Fuente »
Yo entendi que en estos momentos esta la cosa en el aire. Es decir, que al no haberse regulado todavia las nuevas sanciones, si las hubiera, no pueden sancionarte si no lo presentas o lo haces de forma incompleta. Se supone que se pondran las pilas y sacaran otra normativa corregida en breve


----------



## max power (16 Feb 2022)

Charo afgana dijo:


> Yo tengo N26 es IBAN español.



Si. Ahora si y desde hace un par de años o asi. Yo me hice la cuenta en cuanto Pablemos entró al gobierno y la tengo con el aleman.


----------



## brent (16 Feb 2022)

Cuenta en degiro y mantenerlo ahi.
Ing pero extranjera.


----------



## ragnarok777 (16 Feb 2022)

brent dijo:


> Cuenta en degiro y mantenerlo ahi.
> Ing pero extranjera.







__





¿Cómo se mantiene mi dinero en DEGIRO? | DEGIRO


Cuando se registre en DEGIRO, también abrirá una cuenta bancaria con flatex AG.




www.degiro.es


----------



## pgongan (16 Feb 2022)

Registros enumerados »
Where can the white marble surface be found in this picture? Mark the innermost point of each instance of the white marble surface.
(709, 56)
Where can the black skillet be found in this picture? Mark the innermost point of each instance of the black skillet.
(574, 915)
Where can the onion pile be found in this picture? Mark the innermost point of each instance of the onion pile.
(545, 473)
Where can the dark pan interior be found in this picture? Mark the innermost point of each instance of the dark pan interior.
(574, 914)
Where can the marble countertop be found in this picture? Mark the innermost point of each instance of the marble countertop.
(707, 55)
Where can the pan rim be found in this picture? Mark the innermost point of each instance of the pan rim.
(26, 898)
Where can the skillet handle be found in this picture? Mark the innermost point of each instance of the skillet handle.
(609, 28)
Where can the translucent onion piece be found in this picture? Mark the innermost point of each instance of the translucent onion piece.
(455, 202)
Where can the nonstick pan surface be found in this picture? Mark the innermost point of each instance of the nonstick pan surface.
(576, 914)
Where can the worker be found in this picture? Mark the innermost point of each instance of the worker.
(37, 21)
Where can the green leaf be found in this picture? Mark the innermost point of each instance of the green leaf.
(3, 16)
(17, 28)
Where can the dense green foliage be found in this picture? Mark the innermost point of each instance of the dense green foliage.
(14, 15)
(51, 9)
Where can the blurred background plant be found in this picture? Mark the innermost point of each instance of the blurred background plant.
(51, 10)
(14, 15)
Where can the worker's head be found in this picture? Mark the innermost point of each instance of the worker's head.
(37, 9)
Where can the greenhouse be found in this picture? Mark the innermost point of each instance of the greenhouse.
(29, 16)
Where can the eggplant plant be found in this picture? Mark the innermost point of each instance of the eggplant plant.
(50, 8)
...
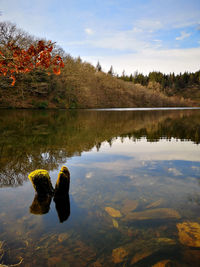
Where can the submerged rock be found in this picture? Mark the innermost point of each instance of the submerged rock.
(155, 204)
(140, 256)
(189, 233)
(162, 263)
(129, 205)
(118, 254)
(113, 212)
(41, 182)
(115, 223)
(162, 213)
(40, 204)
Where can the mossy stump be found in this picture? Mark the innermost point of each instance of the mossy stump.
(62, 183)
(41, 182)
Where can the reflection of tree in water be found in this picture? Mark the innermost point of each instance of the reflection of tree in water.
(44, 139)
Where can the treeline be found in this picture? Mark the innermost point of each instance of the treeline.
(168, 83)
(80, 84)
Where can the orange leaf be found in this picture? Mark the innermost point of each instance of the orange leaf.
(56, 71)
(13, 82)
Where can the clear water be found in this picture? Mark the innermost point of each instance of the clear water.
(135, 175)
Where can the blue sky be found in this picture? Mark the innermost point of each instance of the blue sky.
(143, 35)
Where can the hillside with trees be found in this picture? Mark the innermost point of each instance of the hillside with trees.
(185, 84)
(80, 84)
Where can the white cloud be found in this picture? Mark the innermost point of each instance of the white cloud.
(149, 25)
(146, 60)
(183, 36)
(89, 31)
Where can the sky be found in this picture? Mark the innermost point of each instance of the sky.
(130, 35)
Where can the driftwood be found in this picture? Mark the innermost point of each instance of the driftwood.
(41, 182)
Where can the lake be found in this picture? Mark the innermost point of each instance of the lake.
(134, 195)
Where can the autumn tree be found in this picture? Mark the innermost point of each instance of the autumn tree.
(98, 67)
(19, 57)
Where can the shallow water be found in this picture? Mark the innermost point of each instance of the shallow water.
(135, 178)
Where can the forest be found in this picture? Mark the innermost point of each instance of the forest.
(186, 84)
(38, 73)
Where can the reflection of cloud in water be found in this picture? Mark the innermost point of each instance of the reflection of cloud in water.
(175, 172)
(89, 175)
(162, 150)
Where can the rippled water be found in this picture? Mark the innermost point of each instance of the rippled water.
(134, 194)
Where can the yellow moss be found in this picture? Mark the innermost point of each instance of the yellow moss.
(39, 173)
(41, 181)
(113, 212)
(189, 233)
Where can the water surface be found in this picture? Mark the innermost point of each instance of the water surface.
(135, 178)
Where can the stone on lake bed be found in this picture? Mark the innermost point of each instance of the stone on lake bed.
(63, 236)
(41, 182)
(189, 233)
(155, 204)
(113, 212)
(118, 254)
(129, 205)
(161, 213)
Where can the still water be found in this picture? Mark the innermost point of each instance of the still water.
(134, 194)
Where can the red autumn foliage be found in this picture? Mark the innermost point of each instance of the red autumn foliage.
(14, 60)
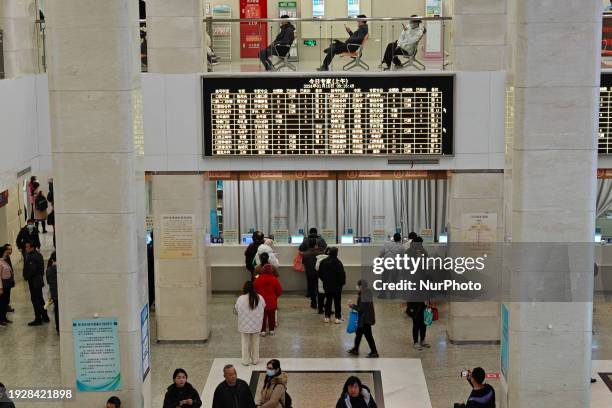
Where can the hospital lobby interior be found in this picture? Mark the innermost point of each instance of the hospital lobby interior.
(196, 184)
==
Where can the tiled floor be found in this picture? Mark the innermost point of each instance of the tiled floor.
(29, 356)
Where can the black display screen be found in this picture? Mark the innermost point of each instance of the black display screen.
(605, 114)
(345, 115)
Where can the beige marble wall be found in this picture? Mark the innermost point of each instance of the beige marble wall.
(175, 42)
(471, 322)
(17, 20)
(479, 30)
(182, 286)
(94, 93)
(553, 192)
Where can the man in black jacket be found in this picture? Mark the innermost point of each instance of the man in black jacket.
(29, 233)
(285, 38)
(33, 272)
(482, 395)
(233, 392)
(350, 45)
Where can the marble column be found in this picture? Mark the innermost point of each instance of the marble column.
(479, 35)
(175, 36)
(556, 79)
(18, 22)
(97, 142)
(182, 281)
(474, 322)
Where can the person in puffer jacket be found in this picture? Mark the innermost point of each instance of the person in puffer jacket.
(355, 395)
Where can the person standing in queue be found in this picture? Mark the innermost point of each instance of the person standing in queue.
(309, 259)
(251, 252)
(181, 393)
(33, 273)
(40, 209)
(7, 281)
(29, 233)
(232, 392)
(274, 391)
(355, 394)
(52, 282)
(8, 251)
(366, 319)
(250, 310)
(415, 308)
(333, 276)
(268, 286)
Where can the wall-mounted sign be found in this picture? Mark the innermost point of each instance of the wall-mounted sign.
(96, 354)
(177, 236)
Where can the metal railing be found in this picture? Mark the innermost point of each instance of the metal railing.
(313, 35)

Tareas del ejercicio »
1 – Identifique y copie cada línea de los registros en la que figure la palabra "onion".
2 – Escriba la continuación del hilo de foro sobre cuentas bancarias en el extranjero a partir de su última línea.

Respuestas dadas »
1 –
Where can the onion pile be found in this picture? Mark the innermost point of each instance of the onion pile.
Where can the translucent onion piece be found in this picture? Mark the innermost point of each instance of the translucent onion piece.

2 –
En DEGIRO la cuenta es alemana, en Coinbase creo recordar que Irlandesa…


----------



## Paradise_man (16 Feb 2022)

Ayer justo abrí un hilo sobre el tema





__





Cuenta bancaria en Suiza 100% online y bajas comisiones


Para los que queráis una cuenta en Suiza con pocas comisiones, teneis una app creada por Swissquote llamada "yuh" Download the mobile application Registrar una cuenta y verificarla es muy muy fácil teniendo Swissquote, es prácticamente instantáneo. Al contrario que la cuenta suiza de...




www.burbuja.info


----------



## Futilvago (16 Feb 2022)

dac1 dijo:


> Pero lo del 720 no lo ha anulado ya europa??



El 720 hay que presentarlo. Lo que han tumbado es el régimen sancionador y que no prescribía nunca.


----------



## Futilvago (16 Feb 2022)

Si es solo para dinero, cualquier neobanco está bien, ahora se ha puesto de moda vivid.
Si lo que quiere es invertir en fondos o acciones, Interactive Brokers o Degiro, uno en USA y otro en Alemania.


----------



## Futilvago (16 Feb 2022)

Omegatron dijo:


> Hace 1 año un mensaje interno de podemos aconsejaba sacar el dinero, sobretodo si eran cantidades grandes.



¿Puedes dar algo mas de información de eso?


----------



## CBDC (16 Feb 2022)

Que los guarde en un banco canadiense.


----------



## Larata (16 Feb 2022)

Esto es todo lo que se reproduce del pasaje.